* START SUPPLIED DATA *

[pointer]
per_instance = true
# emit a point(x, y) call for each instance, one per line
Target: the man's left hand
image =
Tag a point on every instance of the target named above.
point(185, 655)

* END SUPPLIED DATA *
* START SUPPLIED DATA *

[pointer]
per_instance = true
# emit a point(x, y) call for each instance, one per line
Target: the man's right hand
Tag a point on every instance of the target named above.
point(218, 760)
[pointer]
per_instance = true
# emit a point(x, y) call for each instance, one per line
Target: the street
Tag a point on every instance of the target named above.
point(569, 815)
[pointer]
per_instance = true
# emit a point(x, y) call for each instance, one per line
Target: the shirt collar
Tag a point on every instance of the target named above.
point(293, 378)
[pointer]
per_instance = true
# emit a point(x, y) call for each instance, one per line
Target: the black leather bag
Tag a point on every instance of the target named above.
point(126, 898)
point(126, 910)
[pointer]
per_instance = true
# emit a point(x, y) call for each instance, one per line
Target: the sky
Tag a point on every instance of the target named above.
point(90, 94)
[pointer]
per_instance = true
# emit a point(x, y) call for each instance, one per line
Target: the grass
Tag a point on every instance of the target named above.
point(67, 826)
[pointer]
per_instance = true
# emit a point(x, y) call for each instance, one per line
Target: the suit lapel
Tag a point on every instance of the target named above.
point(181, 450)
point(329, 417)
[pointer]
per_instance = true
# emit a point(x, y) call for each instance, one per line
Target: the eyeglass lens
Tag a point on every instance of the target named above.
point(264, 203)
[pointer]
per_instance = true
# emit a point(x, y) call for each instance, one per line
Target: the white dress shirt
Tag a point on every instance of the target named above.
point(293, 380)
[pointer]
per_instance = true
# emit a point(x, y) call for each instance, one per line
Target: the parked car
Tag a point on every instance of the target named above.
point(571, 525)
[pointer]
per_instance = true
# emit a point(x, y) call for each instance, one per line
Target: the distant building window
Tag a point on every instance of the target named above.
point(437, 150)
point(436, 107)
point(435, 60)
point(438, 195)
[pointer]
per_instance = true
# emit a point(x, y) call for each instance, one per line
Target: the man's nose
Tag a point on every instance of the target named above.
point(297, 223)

* END SUPPLIED DATA *

List every line in the data above that contains the word "shirt", copying each line in full.

Target: the shirt collar
Target: the white dress shirt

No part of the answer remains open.